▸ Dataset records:
"""
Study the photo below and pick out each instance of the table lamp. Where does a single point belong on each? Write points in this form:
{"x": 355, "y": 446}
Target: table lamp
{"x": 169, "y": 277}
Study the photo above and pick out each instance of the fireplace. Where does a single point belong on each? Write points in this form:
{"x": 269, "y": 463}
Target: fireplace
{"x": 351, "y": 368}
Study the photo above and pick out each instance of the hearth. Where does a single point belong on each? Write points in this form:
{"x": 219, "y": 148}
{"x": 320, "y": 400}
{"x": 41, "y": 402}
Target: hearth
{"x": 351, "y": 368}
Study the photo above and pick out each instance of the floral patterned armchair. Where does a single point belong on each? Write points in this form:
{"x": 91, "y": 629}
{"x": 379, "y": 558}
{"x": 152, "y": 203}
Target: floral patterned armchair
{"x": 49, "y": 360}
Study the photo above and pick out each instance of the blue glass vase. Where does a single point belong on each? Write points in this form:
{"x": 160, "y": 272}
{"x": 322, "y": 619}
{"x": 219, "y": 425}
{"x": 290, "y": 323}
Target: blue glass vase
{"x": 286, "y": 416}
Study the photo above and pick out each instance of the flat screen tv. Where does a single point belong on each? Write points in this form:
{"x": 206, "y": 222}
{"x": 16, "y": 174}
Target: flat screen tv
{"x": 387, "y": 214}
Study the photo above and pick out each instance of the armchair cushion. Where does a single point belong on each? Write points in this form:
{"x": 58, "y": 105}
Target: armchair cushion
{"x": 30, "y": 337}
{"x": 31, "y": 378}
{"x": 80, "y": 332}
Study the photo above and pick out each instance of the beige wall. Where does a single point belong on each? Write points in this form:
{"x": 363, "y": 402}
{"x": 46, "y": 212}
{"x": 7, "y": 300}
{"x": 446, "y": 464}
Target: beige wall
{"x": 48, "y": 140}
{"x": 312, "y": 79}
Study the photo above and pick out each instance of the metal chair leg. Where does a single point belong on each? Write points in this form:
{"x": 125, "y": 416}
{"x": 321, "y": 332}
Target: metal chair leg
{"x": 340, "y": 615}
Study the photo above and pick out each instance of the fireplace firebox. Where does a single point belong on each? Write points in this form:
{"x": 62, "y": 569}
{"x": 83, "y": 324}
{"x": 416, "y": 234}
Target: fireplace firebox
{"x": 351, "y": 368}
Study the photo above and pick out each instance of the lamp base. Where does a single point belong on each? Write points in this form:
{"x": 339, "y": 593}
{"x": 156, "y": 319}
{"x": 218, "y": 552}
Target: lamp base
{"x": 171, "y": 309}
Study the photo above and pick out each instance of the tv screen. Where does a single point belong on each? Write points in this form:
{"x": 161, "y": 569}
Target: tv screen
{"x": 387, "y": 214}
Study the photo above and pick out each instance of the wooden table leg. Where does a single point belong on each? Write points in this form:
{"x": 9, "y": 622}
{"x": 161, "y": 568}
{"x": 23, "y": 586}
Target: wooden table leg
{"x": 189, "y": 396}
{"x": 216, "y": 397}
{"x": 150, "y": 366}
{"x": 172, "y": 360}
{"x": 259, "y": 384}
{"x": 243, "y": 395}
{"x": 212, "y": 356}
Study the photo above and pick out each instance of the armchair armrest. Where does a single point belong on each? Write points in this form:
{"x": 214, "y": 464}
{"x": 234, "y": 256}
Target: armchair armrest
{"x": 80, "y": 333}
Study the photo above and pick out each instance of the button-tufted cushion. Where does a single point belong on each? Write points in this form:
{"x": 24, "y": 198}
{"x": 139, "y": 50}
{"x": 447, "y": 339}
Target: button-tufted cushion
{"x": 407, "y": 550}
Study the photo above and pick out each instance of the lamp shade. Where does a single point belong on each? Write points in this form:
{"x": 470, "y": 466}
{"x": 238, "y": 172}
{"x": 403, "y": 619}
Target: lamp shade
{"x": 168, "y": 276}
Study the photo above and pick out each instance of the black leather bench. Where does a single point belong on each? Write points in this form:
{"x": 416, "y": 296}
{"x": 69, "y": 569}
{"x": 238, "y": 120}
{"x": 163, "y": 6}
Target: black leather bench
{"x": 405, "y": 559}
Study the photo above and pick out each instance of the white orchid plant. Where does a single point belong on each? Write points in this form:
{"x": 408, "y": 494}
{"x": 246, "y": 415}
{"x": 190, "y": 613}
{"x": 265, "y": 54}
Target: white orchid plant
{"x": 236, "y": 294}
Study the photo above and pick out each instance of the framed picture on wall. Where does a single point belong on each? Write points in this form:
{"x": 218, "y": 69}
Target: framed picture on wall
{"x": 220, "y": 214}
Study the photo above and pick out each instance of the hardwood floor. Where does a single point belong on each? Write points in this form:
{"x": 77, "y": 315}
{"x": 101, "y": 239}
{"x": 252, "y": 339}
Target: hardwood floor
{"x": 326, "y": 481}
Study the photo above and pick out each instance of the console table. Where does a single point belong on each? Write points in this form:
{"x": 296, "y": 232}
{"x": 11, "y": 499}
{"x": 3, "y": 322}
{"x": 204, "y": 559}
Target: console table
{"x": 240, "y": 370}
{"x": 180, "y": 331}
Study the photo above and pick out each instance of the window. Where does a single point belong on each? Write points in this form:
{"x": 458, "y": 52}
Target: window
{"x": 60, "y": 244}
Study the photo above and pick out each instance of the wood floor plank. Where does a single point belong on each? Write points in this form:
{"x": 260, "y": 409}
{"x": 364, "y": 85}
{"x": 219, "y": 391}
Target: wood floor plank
"""
▸ What is needed: Transcribe each entry precisely, missing none.

▸ Result:
Study the photo below and pick out each instance of the table lamp. Where does a single point belong on each? Write points in this form:
{"x": 355, "y": 446}
Target: table lamp
{"x": 169, "y": 277}
Study the photo above and pick out each instance of the fireplace. Where does a single point belong on each? Write points in this form:
{"x": 269, "y": 463}
Target: fireplace
{"x": 351, "y": 368}
Study the photo above and pick out each instance of the hearth. Where does a single point belong on each? Write points in this form:
{"x": 219, "y": 148}
{"x": 320, "y": 400}
{"x": 41, "y": 402}
Target: hearth
{"x": 351, "y": 368}
Study the photo above and pick out each instance of the floral patterned armchair. Where does a single point belong on each? Write points in this form:
{"x": 91, "y": 629}
{"x": 379, "y": 558}
{"x": 152, "y": 203}
Target: floral patterned armchair
{"x": 49, "y": 360}
Study the photo above and pick out each instance of the blue glass vase. Where does a single point belong on each? Write points in this form:
{"x": 160, "y": 272}
{"x": 322, "y": 619}
{"x": 219, "y": 425}
{"x": 290, "y": 323}
Target: blue glass vase
{"x": 286, "y": 416}
Study the photo above and pick out each instance of the flat screen tv. Where does a single point belong on each? Write points in this form:
{"x": 206, "y": 222}
{"x": 16, "y": 174}
Target: flat screen tv
{"x": 387, "y": 214}
Study the photo above and pick out each instance of the armchair cushion. Where does a single point belong on each? Write points in this form:
{"x": 58, "y": 105}
Target: armchair cushion
{"x": 30, "y": 337}
{"x": 31, "y": 378}
{"x": 80, "y": 332}
Study the photo above and pick out each instance of the beige wall. Where does a single point belong on each? Write points in this form:
{"x": 363, "y": 402}
{"x": 46, "y": 212}
{"x": 7, "y": 300}
{"x": 446, "y": 464}
Target: beige wall
{"x": 48, "y": 140}
{"x": 312, "y": 79}
Study the photo above and pick out each instance of the metal chair leg. Where does a single point belong on each? Write points in this form:
{"x": 125, "y": 416}
{"x": 321, "y": 332}
Target: metal chair leg
{"x": 340, "y": 615}
Study the photo above and pick out each instance of the fireplace firebox. Where does a single point belong on each? Write points in this form:
{"x": 62, "y": 569}
{"x": 83, "y": 324}
{"x": 416, "y": 234}
Target: fireplace firebox
{"x": 351, "y": 368}
Study the photo above and pick out each instance of the lamp base. Where does a single point belong on each? Write points in this form:
{"x": 339, "y": 593}
{"x": 156, "y": 319}
{"x": 218, "y": 552}
Target: lamp base
{"x": 171, "y": 309}
Study the photo above and pick out each instance of the tv screen. Where does a single point belong on each? Write points in this form:
{"x": 161, "y": 569}
Target: tv screen
{"x": 387, "y": 214}
Study the photo above and pick out each instance of the wooden table leg. Where does a single point belong on each? Write points in this form:
{"x": 9, "y": 622}
{"x": 161, "y": 568}
{"x": 23, "y": 586}
Target: wooden table leg
{"x": 189, "y": 396}
{"x": 216, "y": 397}
{"x": 150, "y": 366}
{"x": 172, "y": 360}
{"x": 259, "y": 384}
{"x": 243, "y": 395}
{"x": 212, "y": 356}
Study the photo above and pick out each instance of the armchair armrest. Where does a single point belong on each? Write points in this form:
{"x": 214, "y": 464}
{"x": 234, "y": 256}
Target: armchair armrest
{"x": 80, "y": 333}
Study the photo above and pick out each instance of the button-tufted cushion. Where does a single point belong on each? Write points in this form:
{"x": 24, "y": 198}
{"x": 139, "y": 50}
{"x": 447, "y": 339}
Target: button-tufted cushion
{"x": 407, "y": 550}
Study the photo above and pick out each instance of the lamp shade. Where does a single point belong on each? Write points in this form:
{"x": 470, "y": 466}
{"x": 238, "y": 172}
{"x": 403, "y": 619}
Target: lamp shade
{"x": 168, "y": 276}
Study the photo above and pick out each instance of the black leather bench. Where does a single point belong on each? Write points in this form:
{"x": 416, "y": 296}
{"x": 69, "y": 569}
{"x": 238, "y": 120}
{"x": 163, "y": 6}
Target: black leather bench
{"x": 405, "y": 559}
Study the photo above and pick out each instance of the white orchid plant. Where does a single point belong on each? Write points in this form:
{"x": 408, "y": 494}
{"x": 246, "y": 415}
{"x": 190, "y": 613}
{"x": 265, "y": 54}
Target: white orchid plant
{"x": 236, "y": 294}
Study the photo above and pick out each instance of the framed picture on wall. Where does a single point belong on each? Write points in this form:
{"x": 218, "y": 69}
Target: framed picture on wall
{"x": 220, "y": 214}
Study the photo above and pick out each instance of the hardwood floor. Where does a single point belong on each? Write points in this form:
{"x": 77, "y": 315}
{"x": 101, "y": 239}
{"x": 252, "y": 339}
Target: hardwood floor
{"x": 326, "y": 481}
Study the photo above and pick out each instance of the console table. Where does a single point belong on each? Write points in this form:
{"x": 296, "y": 232}
{"x": 11, "y": 499}
{"x": 3, "y": 322}
{"x": 204, "y": 559}
Target: console table
{"x": 240, "y": 370}
{"x": 180, "y": 331}
Study the photo above and pick out each instance of the window. Where does a single point belong on each? Write points in this form:
{"x": 458, "y": 52}
Target: window
{"x": 60, "y": 244}
Study the photo above and pick out each instance of the wood floor plank. Where does a single point belong on each? Write points in this form:
{"x": 260, "y": 409}
{"x": 364, "y": 85}
{"x": 219, "y": 391}
Target: wood floor plank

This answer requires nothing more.